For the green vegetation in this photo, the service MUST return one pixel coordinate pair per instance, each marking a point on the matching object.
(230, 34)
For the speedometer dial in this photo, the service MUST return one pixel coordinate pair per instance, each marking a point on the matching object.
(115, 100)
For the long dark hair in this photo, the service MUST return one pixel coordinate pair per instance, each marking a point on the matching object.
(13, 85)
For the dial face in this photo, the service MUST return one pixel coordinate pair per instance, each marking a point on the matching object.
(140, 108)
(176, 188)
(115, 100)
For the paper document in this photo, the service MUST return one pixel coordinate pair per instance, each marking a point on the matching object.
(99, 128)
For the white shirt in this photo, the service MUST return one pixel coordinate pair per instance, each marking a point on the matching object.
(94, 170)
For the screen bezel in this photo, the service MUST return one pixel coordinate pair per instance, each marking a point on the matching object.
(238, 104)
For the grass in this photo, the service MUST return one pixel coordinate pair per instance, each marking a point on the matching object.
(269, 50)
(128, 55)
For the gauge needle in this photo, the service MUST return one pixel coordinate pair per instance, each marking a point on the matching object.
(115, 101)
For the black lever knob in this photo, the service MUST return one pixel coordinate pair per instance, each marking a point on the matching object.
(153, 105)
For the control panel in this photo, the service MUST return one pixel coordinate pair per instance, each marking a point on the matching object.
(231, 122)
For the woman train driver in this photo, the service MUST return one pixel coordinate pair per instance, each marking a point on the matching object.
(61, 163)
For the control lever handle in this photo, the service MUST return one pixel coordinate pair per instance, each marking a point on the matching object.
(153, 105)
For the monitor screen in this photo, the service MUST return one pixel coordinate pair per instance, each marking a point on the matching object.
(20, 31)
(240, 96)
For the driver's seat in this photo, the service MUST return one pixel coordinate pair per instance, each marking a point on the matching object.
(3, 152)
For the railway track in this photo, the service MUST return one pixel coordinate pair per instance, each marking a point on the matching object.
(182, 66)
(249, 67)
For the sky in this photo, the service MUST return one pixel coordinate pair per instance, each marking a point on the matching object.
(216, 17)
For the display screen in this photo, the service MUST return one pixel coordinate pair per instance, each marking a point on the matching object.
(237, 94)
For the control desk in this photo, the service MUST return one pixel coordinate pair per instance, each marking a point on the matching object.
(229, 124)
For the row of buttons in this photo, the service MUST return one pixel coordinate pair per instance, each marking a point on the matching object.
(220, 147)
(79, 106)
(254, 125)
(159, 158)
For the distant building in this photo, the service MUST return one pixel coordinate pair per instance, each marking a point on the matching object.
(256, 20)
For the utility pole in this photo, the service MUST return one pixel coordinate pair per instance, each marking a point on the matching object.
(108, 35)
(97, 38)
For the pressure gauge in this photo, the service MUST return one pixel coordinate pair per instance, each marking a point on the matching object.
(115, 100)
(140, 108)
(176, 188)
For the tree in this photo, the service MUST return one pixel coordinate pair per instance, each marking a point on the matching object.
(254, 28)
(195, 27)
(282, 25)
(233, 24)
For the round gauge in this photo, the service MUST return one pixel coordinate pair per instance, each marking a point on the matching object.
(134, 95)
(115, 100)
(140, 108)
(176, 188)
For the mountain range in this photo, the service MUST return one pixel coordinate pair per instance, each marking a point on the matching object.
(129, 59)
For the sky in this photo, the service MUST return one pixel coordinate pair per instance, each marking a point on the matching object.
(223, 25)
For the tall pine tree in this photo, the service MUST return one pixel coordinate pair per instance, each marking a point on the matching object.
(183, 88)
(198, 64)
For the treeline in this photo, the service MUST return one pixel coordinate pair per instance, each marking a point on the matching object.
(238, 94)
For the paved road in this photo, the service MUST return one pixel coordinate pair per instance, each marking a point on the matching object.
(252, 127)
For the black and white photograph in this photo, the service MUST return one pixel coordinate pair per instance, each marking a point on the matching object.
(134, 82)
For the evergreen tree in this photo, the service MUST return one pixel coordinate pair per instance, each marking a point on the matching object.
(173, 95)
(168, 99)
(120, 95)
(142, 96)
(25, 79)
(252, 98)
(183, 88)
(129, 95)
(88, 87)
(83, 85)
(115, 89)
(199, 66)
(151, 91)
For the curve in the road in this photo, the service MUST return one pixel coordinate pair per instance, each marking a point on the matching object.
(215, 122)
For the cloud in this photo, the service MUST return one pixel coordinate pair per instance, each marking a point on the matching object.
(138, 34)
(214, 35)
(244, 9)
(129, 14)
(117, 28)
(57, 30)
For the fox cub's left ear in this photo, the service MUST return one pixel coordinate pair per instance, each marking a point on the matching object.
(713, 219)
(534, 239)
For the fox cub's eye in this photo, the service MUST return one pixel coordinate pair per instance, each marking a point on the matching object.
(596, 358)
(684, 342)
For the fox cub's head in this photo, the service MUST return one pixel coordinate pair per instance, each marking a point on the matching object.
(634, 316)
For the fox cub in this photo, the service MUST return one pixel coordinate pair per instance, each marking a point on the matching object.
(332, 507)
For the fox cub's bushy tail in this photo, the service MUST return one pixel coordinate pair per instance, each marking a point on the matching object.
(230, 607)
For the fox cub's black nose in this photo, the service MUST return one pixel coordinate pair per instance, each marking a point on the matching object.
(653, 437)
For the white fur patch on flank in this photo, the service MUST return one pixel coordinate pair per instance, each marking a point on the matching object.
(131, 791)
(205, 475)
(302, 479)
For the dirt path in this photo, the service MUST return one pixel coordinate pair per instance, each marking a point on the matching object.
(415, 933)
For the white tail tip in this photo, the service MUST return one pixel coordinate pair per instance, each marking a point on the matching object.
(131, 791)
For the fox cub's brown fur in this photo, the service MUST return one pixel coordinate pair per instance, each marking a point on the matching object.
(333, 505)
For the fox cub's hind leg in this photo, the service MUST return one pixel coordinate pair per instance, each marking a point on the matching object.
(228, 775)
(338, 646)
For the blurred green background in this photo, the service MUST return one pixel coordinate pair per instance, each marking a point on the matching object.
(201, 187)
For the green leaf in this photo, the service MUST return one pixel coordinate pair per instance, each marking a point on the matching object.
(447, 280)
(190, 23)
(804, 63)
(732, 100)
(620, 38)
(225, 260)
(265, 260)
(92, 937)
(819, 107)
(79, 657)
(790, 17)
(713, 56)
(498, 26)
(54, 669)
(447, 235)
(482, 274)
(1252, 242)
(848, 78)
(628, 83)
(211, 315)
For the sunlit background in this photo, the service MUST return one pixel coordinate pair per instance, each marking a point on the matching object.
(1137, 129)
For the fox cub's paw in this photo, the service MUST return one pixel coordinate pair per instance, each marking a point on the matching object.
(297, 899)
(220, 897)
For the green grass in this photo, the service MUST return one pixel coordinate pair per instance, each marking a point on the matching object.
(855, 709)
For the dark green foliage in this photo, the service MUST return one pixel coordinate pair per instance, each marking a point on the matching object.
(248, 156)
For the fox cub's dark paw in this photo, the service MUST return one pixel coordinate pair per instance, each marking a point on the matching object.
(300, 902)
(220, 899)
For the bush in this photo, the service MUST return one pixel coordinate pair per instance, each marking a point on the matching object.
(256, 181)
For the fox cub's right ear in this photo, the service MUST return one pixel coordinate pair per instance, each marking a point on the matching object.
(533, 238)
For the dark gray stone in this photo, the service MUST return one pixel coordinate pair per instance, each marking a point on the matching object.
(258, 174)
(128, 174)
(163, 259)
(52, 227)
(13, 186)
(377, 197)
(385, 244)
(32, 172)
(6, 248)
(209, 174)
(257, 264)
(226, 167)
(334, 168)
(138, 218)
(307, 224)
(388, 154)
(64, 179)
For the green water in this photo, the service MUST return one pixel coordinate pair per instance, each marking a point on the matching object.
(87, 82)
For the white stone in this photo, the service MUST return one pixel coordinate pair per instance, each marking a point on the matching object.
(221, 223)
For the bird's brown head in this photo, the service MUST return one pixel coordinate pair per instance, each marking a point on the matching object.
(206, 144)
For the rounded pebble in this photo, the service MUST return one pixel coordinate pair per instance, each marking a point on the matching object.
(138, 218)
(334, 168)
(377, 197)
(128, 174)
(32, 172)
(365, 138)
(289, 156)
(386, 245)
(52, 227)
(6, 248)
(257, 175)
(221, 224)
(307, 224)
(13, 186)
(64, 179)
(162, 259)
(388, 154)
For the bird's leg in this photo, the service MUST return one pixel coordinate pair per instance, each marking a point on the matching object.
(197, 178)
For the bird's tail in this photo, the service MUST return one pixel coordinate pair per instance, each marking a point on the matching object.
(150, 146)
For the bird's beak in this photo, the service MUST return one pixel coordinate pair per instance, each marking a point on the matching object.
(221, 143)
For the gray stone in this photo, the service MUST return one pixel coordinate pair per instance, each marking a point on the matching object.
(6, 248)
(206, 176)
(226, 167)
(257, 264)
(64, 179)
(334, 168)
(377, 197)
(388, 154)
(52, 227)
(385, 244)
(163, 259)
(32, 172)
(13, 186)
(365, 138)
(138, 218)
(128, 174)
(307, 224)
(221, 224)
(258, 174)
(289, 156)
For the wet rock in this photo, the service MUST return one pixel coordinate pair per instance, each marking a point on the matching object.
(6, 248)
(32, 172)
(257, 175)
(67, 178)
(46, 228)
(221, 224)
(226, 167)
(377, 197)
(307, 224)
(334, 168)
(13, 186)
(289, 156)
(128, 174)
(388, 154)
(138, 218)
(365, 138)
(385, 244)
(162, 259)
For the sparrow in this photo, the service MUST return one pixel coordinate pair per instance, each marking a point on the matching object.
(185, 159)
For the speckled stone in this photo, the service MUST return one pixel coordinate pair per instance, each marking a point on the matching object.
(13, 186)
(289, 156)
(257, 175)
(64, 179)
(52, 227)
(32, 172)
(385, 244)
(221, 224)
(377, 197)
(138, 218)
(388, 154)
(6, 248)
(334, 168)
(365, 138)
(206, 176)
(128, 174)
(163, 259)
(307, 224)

- EXERCISE DETAILS -
Copy the rows above without any change, from the line that contains "For the bird's leg" through the final row, including both.

- TASK RESULT -
For the bird's leg in this photo, the service MUST return one pixel coordinate pair per instance, each marking a point on the matching object.
(197, 178)
For the bird's tail in this photo, the service MUST return one pixel coordinate pair per instance, each marking a point on the matching object.
(150, 146)
For the bird's beak in this photo, the service MUST return one pixel coordinate pair per instance, each marking a point on the matching object.
(221, 143)
For the gray stone in this photo, the service MUST return one pixel coordinate pair per instance, each marking a point on the matching object.
(6, 248)
(206, 176)
(226, 167)
(257, 264)
(64, 179)
(334, 168)
(377, 197)
(388, 154)
(52, 227)
(385, 244)
(163, 259)
(32, 172)
(13, 186)
(365, 138)
(138, 218)
(128, 174)
(307, 224)
(221, 224)
(258, 174)
(289, 156)
For the wet rock in this photo, the service MUST return one pixel coordinate pair per instance, each marking a point on the matching object.
(6, 248)
(32, 172)
(257, 175)
(67, 178)
(46, 228)
(221, 224)
(226, 167)
(377, 197)
(307, 224)
(334, 168)
(13, 186)
(289, 156)
(128, 174)
(388, 154)
(138, 218)
(365, 138)
(385, 244)
(162, 259)
For the sparrow in this photo, the service MUST return one pixel coordinate pair per instance, each marking a point on the matching object.
(185, 159)
For the speckled stone in this photo, the service MUST return one pixel coordinate pair per instance, each marking a point on the matching object.
(13, 186)
(289, 156)
(257, 175)
(64, 179)
(52, 227)
(32, 172)
(385, 244)
(221, 224)
(377, 197)
(138, 218)
(388, 154)
(6, 248)
(334, 168)
(365, 138)
(206, 176)
(128, 174)
(163, 259)
(307, 224)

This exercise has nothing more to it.